[start Selection]
# The Temple and the Church's Mission study



## Paul1976 (May 15, 2018)

Hi All,

I hope this is the right place to post this. If you think the fit is tenuous at best, I agree, but it would be at least as out of place in any other category in my opinion.

I'd like to develop a Sunday school series for my church at least loosely based on Beale's The Temple and the Church's mission. My picture (still developing) is to cover the theme of the presence of God with his people. I will begin at Eden with the temple-like aspects, continue through God reestablishing his presence to the Patriarchs, through the tabernacle, the Temple, the second temple, Ezekiel's temple/Christ/The church, and finish with God dwelling so perfectly with his people that a temple is superfluous in the closing chapters of Revelation. Or, maybe I'll come up with something different as I start to research and write. In a way, it will be a survey of redemptive history, but focusing in on the temple specifically.
[end Selection]
[start Given information]
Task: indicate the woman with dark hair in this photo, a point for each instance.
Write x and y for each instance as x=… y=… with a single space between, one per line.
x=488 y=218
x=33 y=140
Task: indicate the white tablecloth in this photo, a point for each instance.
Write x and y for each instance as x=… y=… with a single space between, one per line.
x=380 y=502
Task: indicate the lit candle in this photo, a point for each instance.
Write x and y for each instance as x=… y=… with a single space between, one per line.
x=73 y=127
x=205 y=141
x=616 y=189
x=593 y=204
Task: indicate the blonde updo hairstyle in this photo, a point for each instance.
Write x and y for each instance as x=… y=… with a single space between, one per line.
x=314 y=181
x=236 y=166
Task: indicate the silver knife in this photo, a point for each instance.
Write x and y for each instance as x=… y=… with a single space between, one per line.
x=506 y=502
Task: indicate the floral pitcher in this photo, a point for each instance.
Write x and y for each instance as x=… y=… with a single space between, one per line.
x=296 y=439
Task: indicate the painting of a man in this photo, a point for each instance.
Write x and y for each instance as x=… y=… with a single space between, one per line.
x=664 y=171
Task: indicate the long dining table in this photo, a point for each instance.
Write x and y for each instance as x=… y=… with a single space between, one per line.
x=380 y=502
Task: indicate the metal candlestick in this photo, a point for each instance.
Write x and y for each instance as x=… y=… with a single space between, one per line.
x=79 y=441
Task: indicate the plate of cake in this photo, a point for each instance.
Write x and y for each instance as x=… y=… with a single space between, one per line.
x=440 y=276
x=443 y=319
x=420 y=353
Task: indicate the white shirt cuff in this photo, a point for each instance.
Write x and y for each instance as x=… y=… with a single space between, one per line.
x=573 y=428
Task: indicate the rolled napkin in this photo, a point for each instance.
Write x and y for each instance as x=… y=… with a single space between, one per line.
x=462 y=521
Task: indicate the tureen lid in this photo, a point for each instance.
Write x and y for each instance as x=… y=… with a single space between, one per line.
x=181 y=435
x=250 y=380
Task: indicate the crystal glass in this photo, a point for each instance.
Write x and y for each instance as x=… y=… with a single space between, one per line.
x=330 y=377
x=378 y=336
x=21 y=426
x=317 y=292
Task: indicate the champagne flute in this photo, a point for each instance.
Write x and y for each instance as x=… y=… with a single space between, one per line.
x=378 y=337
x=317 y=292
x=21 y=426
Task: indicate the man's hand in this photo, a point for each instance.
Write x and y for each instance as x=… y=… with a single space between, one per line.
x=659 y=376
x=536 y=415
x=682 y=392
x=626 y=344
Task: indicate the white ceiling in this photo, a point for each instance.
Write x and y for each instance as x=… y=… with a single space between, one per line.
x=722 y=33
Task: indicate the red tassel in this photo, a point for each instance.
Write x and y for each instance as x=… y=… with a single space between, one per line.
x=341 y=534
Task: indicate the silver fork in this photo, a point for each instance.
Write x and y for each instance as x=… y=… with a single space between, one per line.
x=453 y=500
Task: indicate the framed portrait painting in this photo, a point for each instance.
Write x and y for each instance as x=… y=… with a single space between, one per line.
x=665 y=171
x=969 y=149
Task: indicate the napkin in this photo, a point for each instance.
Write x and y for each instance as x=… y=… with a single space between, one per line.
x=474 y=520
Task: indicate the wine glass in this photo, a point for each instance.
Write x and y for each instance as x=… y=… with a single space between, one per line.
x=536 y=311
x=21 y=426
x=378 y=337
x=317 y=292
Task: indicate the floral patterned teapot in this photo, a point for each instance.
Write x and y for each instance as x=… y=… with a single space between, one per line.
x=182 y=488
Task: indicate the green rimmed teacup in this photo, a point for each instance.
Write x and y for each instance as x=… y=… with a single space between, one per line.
[end Given information]
● Work to do
Answer these questions about the forum post on the temple study:
1. On what date was the post written?
2. Whose book does Paul1976 plan to loosely base the Sunday school series on?
3. With what does Paul1976 plan to finish the series?

● Output for this exercise
1. May 15, 2018.
2. Beale's, The Temple and the Church's Mission.
3. With God dwelling so perfectly with his people that a temple is superfluous in the closing chapters of Revelation.